[Point-per-instance localization data]
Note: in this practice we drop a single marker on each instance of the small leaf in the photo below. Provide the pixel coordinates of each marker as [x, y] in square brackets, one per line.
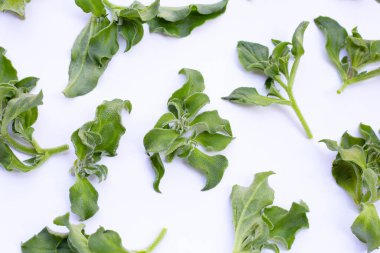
[106, 241]
[253, 56]
[366, 227]
[181, 21]
[297, 41]
[213, 142]
[158, 140]
[212, 166]
[103, 45]
[96, 7]
[250, 96]
[194, 84]
[287, 223]
[84, 199]
[211, 122]
[132, 32]
[7, 71]
[159, 170]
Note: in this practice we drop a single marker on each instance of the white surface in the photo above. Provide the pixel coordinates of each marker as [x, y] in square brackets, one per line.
[267, 138]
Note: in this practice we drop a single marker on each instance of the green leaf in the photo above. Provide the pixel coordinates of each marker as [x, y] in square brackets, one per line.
[355, 154]
[45, 241]
[194, 84]
[251, 232]
[297, 41]
[7, 71]
[366, 227]
[132, 32]
[250, 96]
[348, 176]
[181, 21]
[158, 140]
[84, 199]
[213, 142]
[211, 122]
[103, 46]
[335, 40]
[96, 7]
[159, 170]
[212, 166]
[253, 56]
[287, 223]
[140, 12]
[15, 6]
[106, 241]
[83, 72]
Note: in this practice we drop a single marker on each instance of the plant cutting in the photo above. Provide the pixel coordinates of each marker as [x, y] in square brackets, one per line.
[276, 68]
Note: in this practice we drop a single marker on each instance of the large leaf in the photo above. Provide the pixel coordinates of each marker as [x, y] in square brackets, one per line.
[212, 166]
[84, 199]
[366, 227]
[83, 72]
[251, 232]
[181, 21]
[335, 39]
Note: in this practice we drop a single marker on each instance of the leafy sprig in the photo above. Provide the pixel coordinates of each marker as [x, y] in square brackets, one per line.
[18, 113]
[259, 225]
[359, 52]
[356, 169]
[183, 128]
[17, 7]
[255, 58]
[92, 141]
[98, 41]
[77, 241]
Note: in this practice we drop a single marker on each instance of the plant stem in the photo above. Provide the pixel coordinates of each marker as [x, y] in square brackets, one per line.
[299, 115]
[157, 241]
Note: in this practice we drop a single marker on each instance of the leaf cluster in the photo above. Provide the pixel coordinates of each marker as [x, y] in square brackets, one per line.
[356, 169]
[77, 241]
[359, 52]
[98, 41]
[18, 113]
[15, 6]
[92, 141]
[258, 224]
[179, 132]
[277, 68]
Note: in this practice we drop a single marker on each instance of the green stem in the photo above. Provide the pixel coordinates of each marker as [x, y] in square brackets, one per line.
[157, 241]
[299, 115]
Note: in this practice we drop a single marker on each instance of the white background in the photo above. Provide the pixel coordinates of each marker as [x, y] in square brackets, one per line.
[266, 138]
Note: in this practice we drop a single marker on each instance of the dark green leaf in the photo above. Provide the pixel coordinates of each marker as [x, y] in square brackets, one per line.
[103, 45]
[106, 241]
[181, 21]
[250, 96]
[287, 223]
[212, 166]
[253, 56]
[158, 140]
[366, 227]
[297, 41]
[7, 71]
[96, 7]
[132, 32]
[83, 198]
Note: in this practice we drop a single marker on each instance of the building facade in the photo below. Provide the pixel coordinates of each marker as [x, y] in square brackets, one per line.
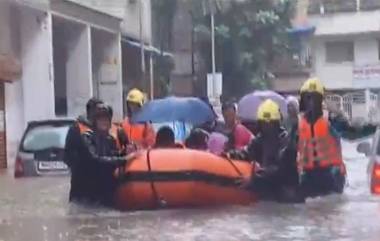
[69, 51]
[346, 43]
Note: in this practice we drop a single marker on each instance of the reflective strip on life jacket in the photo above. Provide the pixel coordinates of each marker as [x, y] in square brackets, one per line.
[114, 133]
[137, 133]
[317, 147]
[83, 128]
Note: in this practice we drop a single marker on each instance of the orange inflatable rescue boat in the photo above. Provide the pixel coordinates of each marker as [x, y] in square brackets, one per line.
[181, 178]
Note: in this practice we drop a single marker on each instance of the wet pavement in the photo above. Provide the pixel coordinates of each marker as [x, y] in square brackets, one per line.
[37, 209]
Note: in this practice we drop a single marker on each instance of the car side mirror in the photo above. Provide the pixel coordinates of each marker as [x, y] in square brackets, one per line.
[364, 147]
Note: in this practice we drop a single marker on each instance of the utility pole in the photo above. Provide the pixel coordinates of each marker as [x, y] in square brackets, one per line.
[212, 12]
[142, 45]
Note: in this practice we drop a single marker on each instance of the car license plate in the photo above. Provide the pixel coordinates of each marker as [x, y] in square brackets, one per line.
[53, 165]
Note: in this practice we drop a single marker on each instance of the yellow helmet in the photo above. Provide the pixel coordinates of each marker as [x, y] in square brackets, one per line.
[136, 96]
[268, 111]
[313, 85]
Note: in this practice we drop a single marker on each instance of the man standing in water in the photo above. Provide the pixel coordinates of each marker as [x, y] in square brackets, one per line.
[239, 136]
[277, 177]
[141, 135]
[320, 160]
[73, 150]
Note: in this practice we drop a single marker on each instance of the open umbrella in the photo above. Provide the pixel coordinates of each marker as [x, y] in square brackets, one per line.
[248, 105]
[185, 109]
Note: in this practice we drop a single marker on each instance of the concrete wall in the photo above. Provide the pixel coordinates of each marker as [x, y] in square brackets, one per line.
[114, 8]
[79, 74]
[10, 44]
[340, 75]
[346, 23]
[36, 58]
[130, 25]
[106, 67]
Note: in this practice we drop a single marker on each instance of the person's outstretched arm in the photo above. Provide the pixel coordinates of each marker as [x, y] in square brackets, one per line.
[93, 154]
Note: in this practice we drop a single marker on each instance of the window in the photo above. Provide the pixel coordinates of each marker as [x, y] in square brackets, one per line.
[44, 137]
[339, 52]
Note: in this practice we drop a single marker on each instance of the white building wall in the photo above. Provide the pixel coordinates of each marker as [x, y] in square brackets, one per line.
[340, 75]
[130, 25]
[10, 44]
[79, 74]
[363, 29]
[346, 23]
[36, 58]
[366, 50]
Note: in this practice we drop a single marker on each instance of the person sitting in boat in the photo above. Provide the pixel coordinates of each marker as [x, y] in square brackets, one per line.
[197, 139]
[102, 156]
[238, 135]
[217, 143]
[165, 138]
[277, 176]
[141, 135]
[215, 125]
[320, 158]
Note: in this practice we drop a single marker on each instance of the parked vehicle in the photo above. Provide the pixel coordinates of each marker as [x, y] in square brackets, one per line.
[41, 149]
[372, 151]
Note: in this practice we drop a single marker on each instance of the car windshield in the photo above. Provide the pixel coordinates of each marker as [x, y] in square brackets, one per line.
[45, 137]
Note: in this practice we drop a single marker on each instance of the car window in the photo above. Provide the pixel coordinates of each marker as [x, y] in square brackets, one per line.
[44, 137]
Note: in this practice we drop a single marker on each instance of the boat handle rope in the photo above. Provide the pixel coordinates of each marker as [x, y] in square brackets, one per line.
[235, 167]
[160, 202]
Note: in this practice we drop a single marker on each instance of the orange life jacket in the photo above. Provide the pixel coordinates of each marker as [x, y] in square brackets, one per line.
[83, 128]
[114, 133]
[317, 147]
[140, 134]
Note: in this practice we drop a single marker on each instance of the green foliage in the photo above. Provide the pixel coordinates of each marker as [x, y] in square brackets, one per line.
[249, 33]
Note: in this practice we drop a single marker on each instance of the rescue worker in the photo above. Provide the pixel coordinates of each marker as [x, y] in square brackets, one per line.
[320, 158]
[74, 147]
[291, 121]
[140, 135]
[239, 136]
[101, 156]
[215, 125]
[197, 139]
[165, 138]
[276, 178]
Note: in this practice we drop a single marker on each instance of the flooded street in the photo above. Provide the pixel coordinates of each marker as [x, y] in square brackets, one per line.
[37, 209]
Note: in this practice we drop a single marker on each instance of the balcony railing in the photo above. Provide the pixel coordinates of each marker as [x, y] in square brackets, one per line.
[369, 4]
[332, 6]
[335, 6]
[291, 65]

▶ **Exercise prompt**
Return the data above in its exact wording, with none of the pictures.

▶ **Expected answer**
Note: in this practice we drop a single marker on each instance of the small leaf in the photo below. Provide the pixel coordinates of each marker as [x, y] in square brackets, one per line.
[106, 241]
[253, 56]
[366, 227]
[181, 21]
[297, 41]
[213, 142]
[158, 140]
[212, 166]
[103, 45]
[96, 7]
[250, 96]
[194, 84]
[287, 223]
[84, 199]
[211, 122]
[132, 32]
[7, 71]
[159, 170]
Note: in this practice we drop a single marker on each instance of the white surface in the photo above. Provide the pixel coordinates of each marker as [x, y] in square brackets, one per line.
[267, 138]
Note: in this practice we drop a single marker on each instance of the green leaf in the photo above. Provide the pixel coordinates of each marker as [x, y] in square brackets, one per line.
[355, 154]
[45, 241]
[194, 84]
[251, 232]
[297, 41]
[7, 71]
[366, 227]
[132, 32]
[250, 96]
[348, 176]
[181, 21]
[158, 140]
[84, 199]
[213, 142]
[211, 122]
[103, 46]
[335, 40]
[96, 7]
[159, 170]
[212, 166]
[253, 56]
[287, 223]
[140, 12]
[15, 6]
[106, 241]
[83, 72]
Note: in this practice we drop a single marker on each instance of the plant cutting in the photo above. Provide the pixel coordinates of each marker as [x, y] in square brackets, one per line.
[276, 68]
Note: in this practice we drop a single marker on each instance of the large leaf in the photo above. Provide the pixel coordinates of each marker as [x, y] in square brackets, one per line.
[212, 166]
[84, 199]
[366, 227]
[83, 72]
[251, 232]
[181, 21]
[335, 39]
Note: in this practice we drop a single marker on each instance of the leafy sprig in the photo above. Provide the pixel coordinates of each marker as [x, y] in square brackets, one per line.
[18, 113]
[259, 225]
[359, 52]
[356, 169]
[183, 128]
[17, 7]
[255, 58]
[92, 141]
[98, 41]
[77, 241]
Note: in this practice we drop a single marker on each instance of the plant stem in the photo above. Provide the pixel coordinates of each marker as [x, y] in square brackets, one per line.
[299, 115]
[157, 241]
Note: in this practice we drop a single marker on each instance of the leaf cluster in the photo above. Provide the pixel coordinates of each marker as [x, y] in square brackets, one per line.
[356, 169]
[77, 241]
[359, 52]
[98, 41]
[18, 113]
[15, 6]
[92, 141]
[258, 224]
[179, 132]
[277, 68]
Note: in this practice we drop a single marker on each instance of the green stem in the photo above. Provide the pixel coordinates of each marker as [x, y] in square brackets, one per line.
[157, 241]
[299, 115]
Note: in this practice we drop a single marker on each instance of the white background in the photo above. Provide the pixel coordinates of each marker as [x, y] in square brackets, one per line.
[266, 138]
Note: in this practice we drop a single marker on each instance of the dark green leaf in the photo above. Provide the pixel coordinates of each marker as [x, y] in square brackets, one per line.
[103, 45]
[106, 241]
[181, 21]
[250, 96]
[287, 223]
[212, 166]
[253, 56]
[158, 140]
[366, 227]
[297, 41]
[7, 71]
[96, 7]
[132, 32]
[83, 198]
Note: in this practice we drop a single marker on each instance of the building facade in the photo below. Provide the pixel coordinates of each marker as [x, y] in square brackets, one per line.
[69, 51]
[346, 43]
Note: in this practice we drop a single marker on each instance of the reflective strip on life jacket in the photo above. Provide the pixel coordinates of each marker as [x, y] in square brackets, one per line.
[114, 133]
[137, 133]
[317, 147]
[83, 128]
Note: in this practice we drop a single marker on each instance of the orange inflatable rescue boat in the photo above. Provide the pixel coordinates of each marker as [x, y] in square brackets, one per line.
[181, 178]
Note: in this practice we drop a single marker on each instance of the wet pavement in the photo above. Provide the pixel coordinates of each marker as [x, y] in square brackets, one per line.
[37, 209]
Note: in this practice we drop a single marker on each instance of the car side mirror in the photo above. Provide the pixel coordinates of each marker as [x, y] in square brackets, one per line.
[364, 147]
Note: in this practice we drop a single marker on each instance of the utility pole in the photo above. Provide the pixel coordinates of each marker as [x, y] in square brackets, one per line.
[212, 12]
[142, 45]
Note: in this practice we drop a single marker on each instance of the car license plate in the photo above. Provide the pixel coordinates of each marker as [x, y] in square brackets, one per line.
[53, 165]
Note: in this practice we drop a single marker on each instance of the yellow helmet in the photo above. Provide the pixel coordinates of each marker as [x, y] in square brackets, one per line.
[136, 96]
[268, 111]
[313, 85]
Note: in this practice we drop a single marker on each instance of the man standing in water in the photo above. Provide the pixel coordinates of each marker as [x, y] in square brackets, one per line.
[239, 136]
[277, 177]
[141, 135]
[320, 160]
[73, 150]
Note: in this practice we drop a single marker on each instance of the open umbrella in the photo above. Provide the pixel coordinates of each marker as [x, y] in square brackets, one per line.
[248, 105]
[185, 109]
Note: in this practice we drop a single marker on each instance of the concrete wall in the photo above. Provide the pixel coordinates of each marker as [x, y] in square brackets, one per line.
[114, 8]
[79, 74]
[10, 44]
[340, 75]
[346, 23]
[36, 58]
[130, 25]
[106, 67]
Note: in this practice we drop a single marker on each instance of the person's outstretched arm in the photo above. Provide the pixel coordinates of each marker as [x, y] in square brackets, one per line.
[93, 154]
Note: in this practice we drop a single marker on each instance of the window in the photo above. Provide the pixel coordinates of each marker as [x, y] in square brackets, one per line.
[44, 137]
[339, 52]
Note: in this practice we drop a single marker on each instance of the white building wall in the photo above. Provide the pixel coordinates of each marker as [x, y] in square brackets, one per line.
[340, 75]
[130, 25]
[10, 44]
[79, 74]
[363, 29]
[346, 23]
[36, 58]
[366, 50]
Note: in this practice we drop a single marker on each instance of the person sitting in boat in the photo above. Provide the pixel coordinates of each marker as [x, y] in square brackets, one per line.
[197, 139]
[102, 156]
[238, 135]
[217, 143]
[165, 138]
[277, 176]
[141, 135]
[215, 125]
[320, 158]
Note: in this practice we drop a single marker on each instance of the parked vehicle in the photo above. Provide the pixel coordinates of each marker as [x, y] in square brackets, one per line.
[41, 149]
[372, 151]
Note: in this practice we drop a single marker on each instance of the car windshield in the photo above. Provide the pixel coordinates of each marker as [x, y] in square brackets, one per line.
[45, 137]
Note: in this practice we drop a single marker on each instance of the car window in the photo above. Provide the pixel coordinates of each marker as [x, y] in square brackets, one per line.
[44, 137]
Note: in this practice we drop a single marker on each instance of the boat handle rope in the photo above. Provide the pixel coordinates of each marker as [x, y] in square brackets, one per line.
[235, 167]
[160, 202]
Note: in this practice we drop a single marker on each instance of the orange life jacket in the photo above. Provide the pixel coordinates of each marker as [x, y] in square brackets, one per line.
[83, 128]
[114, 133]
[317, 147]
[140, 134]
Note: in this practice we drop a single marker on each instance of the green foliage in the photo above. Provide the pixel coordinates of each marker as [x, y] in square brackets, one per line.
[249, 33]
Note: in this practice we drop a single marker on each instance of the rescue worker in the photo above. Provide the pixel coordinates of each marker as [x, y] in square brackets, one per line.
[320, 158]
[74, 147]
[291, 121]
[140, 135]
[239, 136]
[101, 156]
[215, 125]
[197, 139]
[165, 138]
[276, 178]
Note: in this practice we drop a single marker on each instance of the flooded street in the photo above. Provide the pixel coordinates of each marker as [x, y] in square brackets, one per line.
[37, 209]
Note: in this practice we drop a single marker on each instance of the balcony railing in the photo above. Provide the pixel coordinates of each marker as [x, y] in square brackets, one per line.
[369, 4]
[332, 6]
[335, 6]
[291, 65]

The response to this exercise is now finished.